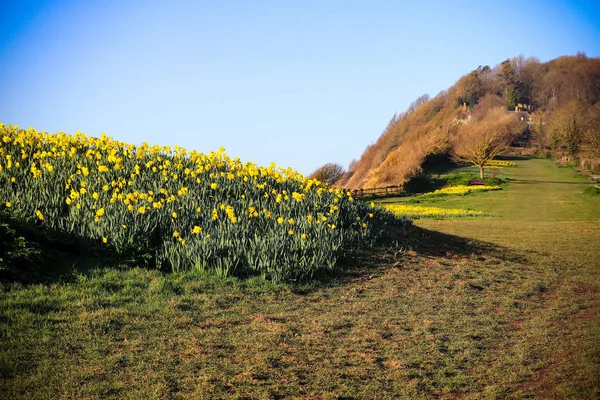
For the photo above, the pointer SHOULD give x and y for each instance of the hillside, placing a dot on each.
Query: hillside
(556, 101)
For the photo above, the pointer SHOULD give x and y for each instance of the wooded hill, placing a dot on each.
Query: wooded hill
(552, 107)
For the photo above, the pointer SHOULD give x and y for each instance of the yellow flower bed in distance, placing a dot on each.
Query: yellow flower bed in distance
(462, 189)
(181, 210)
(413, 211)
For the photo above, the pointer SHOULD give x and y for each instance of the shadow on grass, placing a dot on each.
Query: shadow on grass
(533, 181)
(364, 264)
(30, 254)
(58, 260)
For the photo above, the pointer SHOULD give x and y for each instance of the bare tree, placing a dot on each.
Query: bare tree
* * * * *
Goal of the exercise =
Rescale the records above by copying out every line, requests included, with each answer coordinate multiplied by 0.95 and rounded to a whole number (halves go up). Omit the pictures from your answer.

Final result =
For the photo above, the pointer SHOULD give x and y for each instance of the hillside, placing a dot on each.
Query: hillside
(528, 96)
For the photo above, the pointer SHOULD give x and y for each instance of the wooded hill, placing a dot on each.
Query: wooded hill
(524, 102)
For the photo above, the pointer SHOULD give x and y for each instance of the yellow flower bed in distance, placing a dot on each.
Query: yellow flower bed in distance
(439, 180)
(172, 200)
(392, 200)
For the photo above, the pointer SHOULD give x and y for each instance of the shadow on grass, placing a dot on each.
Query: shadow on grass
(506, 172)
(346, 251)
(29, 241)
(55, 247)
For the photo above, the pointer SHOULD give x and y for each instance of the bare tree, placing a dot on each.
Query: bare tree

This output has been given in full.